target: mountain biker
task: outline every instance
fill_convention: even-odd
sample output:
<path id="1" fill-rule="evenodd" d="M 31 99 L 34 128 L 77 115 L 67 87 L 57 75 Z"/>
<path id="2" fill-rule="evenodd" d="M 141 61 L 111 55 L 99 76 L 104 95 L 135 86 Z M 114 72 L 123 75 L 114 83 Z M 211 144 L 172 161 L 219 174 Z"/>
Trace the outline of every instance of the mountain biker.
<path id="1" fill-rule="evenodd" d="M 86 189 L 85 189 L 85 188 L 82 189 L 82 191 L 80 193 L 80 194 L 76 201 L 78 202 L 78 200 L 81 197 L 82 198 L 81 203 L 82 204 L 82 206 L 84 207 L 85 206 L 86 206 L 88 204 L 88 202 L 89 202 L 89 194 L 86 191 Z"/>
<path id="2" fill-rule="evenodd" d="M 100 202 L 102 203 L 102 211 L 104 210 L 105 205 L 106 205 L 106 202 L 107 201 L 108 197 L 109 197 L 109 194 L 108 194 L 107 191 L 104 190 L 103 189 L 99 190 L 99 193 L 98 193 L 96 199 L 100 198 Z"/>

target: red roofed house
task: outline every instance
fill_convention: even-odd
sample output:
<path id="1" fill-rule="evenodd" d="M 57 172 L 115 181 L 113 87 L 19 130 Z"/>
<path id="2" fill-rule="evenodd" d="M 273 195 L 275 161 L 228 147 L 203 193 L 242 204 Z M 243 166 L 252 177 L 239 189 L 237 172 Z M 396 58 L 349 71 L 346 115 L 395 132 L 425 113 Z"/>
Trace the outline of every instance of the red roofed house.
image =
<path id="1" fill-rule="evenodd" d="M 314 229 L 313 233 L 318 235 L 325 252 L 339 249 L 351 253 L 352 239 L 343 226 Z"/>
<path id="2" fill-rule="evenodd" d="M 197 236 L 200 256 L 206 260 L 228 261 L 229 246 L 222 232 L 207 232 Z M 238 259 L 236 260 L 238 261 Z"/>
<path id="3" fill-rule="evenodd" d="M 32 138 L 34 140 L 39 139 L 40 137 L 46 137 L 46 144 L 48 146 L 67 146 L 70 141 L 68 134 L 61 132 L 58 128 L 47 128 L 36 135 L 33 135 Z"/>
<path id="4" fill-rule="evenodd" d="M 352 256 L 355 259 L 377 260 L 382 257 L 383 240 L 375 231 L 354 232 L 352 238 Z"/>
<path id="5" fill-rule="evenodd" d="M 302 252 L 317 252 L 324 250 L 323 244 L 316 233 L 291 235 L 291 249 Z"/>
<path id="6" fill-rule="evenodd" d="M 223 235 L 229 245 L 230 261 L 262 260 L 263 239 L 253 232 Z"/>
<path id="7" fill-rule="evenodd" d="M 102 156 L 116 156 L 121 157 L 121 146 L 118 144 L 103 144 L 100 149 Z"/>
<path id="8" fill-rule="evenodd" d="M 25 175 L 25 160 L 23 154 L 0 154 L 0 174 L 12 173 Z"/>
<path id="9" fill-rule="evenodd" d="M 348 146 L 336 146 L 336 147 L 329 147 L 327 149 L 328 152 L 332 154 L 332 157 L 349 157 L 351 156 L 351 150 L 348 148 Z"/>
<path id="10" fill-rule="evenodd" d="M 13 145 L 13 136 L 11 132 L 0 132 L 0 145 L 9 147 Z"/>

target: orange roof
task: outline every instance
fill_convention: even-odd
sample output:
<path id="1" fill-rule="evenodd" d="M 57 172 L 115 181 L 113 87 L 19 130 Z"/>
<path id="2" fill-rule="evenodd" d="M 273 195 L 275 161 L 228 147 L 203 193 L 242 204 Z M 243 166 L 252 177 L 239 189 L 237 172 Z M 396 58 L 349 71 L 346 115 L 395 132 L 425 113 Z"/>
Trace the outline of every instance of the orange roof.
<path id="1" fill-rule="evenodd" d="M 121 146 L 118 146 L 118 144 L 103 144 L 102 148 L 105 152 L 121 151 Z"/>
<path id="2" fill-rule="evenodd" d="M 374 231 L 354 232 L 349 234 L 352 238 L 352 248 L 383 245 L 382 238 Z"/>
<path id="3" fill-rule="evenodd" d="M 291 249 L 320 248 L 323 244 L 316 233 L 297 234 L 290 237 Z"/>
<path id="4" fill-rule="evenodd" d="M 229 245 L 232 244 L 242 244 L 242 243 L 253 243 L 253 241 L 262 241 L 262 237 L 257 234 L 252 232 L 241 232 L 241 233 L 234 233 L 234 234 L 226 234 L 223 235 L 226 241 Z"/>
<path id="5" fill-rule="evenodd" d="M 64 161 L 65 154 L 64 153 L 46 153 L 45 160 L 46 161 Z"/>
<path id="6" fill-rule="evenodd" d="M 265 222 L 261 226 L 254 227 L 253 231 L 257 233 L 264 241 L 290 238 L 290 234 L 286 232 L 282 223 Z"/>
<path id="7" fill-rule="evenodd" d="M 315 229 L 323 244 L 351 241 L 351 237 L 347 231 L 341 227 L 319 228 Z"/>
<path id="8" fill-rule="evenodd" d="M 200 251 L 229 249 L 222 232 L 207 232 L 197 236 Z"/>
☆ ☆ ☆
__Task goal__
Copy out every item above word for word.

__Exercise output__
target: mountain biker
task: outline every instance
fill_convention: even-odd
sample output:
<path id="1" fill-rule="evenodd" d="M 31 99 L 34 128 L 77 115 L 67 87 L 57 75 Z"/>
<path id="2" fill-rule="evenodd" d="M 141 61 L 111 55 L 99 76 L 104 95 L 135 86 Z M 114 72 L 123 75 L 114 83 Z M 211 144 L 172 161 L 219 174 Z"/>
Trace the outline of every instance of the mountain biker.
<path id="1" fill-rule="evenodd" d="M 86 189 L 85 189 L 85 188 L 82 189 L 82 191 L 80 193 L 80 194 L 76 201 L 78 202 L 78 200 L 81 197 L 82 198 L 81 203 L 82 204 L 82 206 L 84 207 L 85 206 L 86 206 L 88 204 L 88 202 L 89 202 L 89 194 L 86 191 Z"/>
<path id="2" fill-rule="evenodd" d="M 100 202 L 102 203 L 102 211 L 104 210 L 105 205 L 106 205 L 106 202 L 107 201 L 108 197 L 109 197 L 109 194 L 108 194 L 107 191 L 104 190 L 103 189 L 99 190 L 99 193 L 98 193 L 96 199 L 100 198 Z"/>

target: red roofed house
task: outline every instance
fill_convention: even-odd
sample output:
<path id="1" fill-rule="evenodd" d="M 57 172 L 115 181 L 113 87 L 19 130 Z"/>
<path id="2" fill-rule="evenodd" d="M 273 195 L 275 161 L 228 147 L 203 193 L 242 204 Z M 243 166 L 252 177 L 239 189 L 237 172 Z M 396 58 L 349 71 L 346 115 L 395 132 L 425 113 Z"/>
Trace the outline of every instance of the red roofed house.
image =
<path id="1" fill-rule="evenodd" d="M 314 229 L 313 233 L 318 235 L 325 252 L 339 249 L 351 253 L 352 239 L 343 226 Z"/>
<path id="2" fill-rule="evenodd" d="M 197 236 L 200 256 L 206 260 L 228 261 L 229 246 L 222 232 L 207 232 Z M 238 259 L 236 260 L 238 261 Z"/>
<path id="3" fill-rule="evenodd" d="M 32 138 L 34 140 L 39 139 L 40 137 L 46 137 L 46 144 L 48 146 L 67 146 L 70 141 L 68 134 L 61 132 L 58 128 L 47 128 L 36 135 L 33 135 Z"/>
<path id="4" fill-rule="evenodd" d="M 352 256 L 355 259 L 377 260 L 382 257 L 383 240 L 375 231 L 354 232 L 352 238 Z"/>
<path id="5" fill-rule="evenodd" d="M 302 252 L 317 252 L 324 250 L 323 244 L 316 233 L 291 235 L 291 249 Z"/>
<path id="6" fill-rule="evenodd" d="M 223 235 L 229 245 L 230 261 L 262 260 L 263 239 L 253 232 Z"/>
<path id="7" fill-rule="evenodd" d="M 102 156 L 116 156 L 121 157 L 121 146 L 118 144 L 103 144 L 100 149 Z"/>
<path id="8" fill-rule="evenodd" d="M 25 175 L 25 160 L 23 154 L 0 154 L 0 174 L 12 173 Z"/>
<path id="9" fill-rule="evenodd" d="M 348 146 L 336 146 L 336 147 L 329 147 L 327 149 L 328 152 L 332 154 L 332 157 L 349 157 L 351 156 L 351 150 L 348 148 Z"/>
<path id="10" fill-rule="evenodd" d="M 13 145 L 13 136 L 11 132 L 0 132 L 0 145 L 9 147 Z"/>

target: orange roof
task: outline every instance
fill_convention: even-odd
sample output:
<path id="1" fill-rule="evenodd" d="M 57 172 L 115 181 L 113 87 L 19 130 Z"/>
<path id="2" fill-rule="evenodd" d="M 273 195 L 275 161 L 228 147 L 203 193 L 242 204 Z M 243 166 L 252 177 L 239 189 L 237 172 Z M 396 58 L 349 71 L 346 115 L 395 132 L 425 113 Z"/>
Trace the outline of every instance of the orange roof.
<path id="1" fill-rule="evenodd" d="M 121 146 L 118 146 L 118 144 L 103 144 L 102 148 L 105 152 L 121 151 Z"/>
<path id="2" fill-rule="evenodd" d="M 374 231 L 354 232 L 349 234 L 352 238 L 352 248 L 383 245 L 382 238 Z"/>
<path id="3" fill-rule="evenodd" d="M 291 249 L 320 248 L 323 244 L 316 233 L 297 234 L 290 237 Z"/>
<path id="4" fill-rule="evenodd" d="M 229 245 L 232 244 L 242 244 L 242 243 L 253 243 L 253 241 L 262 241 L 262 237 L 257 234 L 252 232 L 241 232 L 241 233 L 234 233 L 234 234 L 226 234 L 223 235 L 226 241 Z"/>
<path id="5" fill-rule="evenodd" d="M 64 161 L 65 154 L 64 153 L 46 153 L 45 160 L 46 161 Z"/>
<path id="6" fill-rule="evenodd" d="M 265 222 L 261 226 L 254 227 L 253 231 L 257 233 L 264 241 L 290 238 L 290 234 L 286 232 L 282 223 Z"/>
<path id="7" fill-rule="evenodd" d="M 315 229 L 323 244 L 351 241 L 351 237 L 347 231 L 341 227 L 319 228 Z"/>
<path id="8" fill-rule="evenodd" d="M 200 251 L 229 249 L 222 232 L 207 232 L 197 236 Z"/>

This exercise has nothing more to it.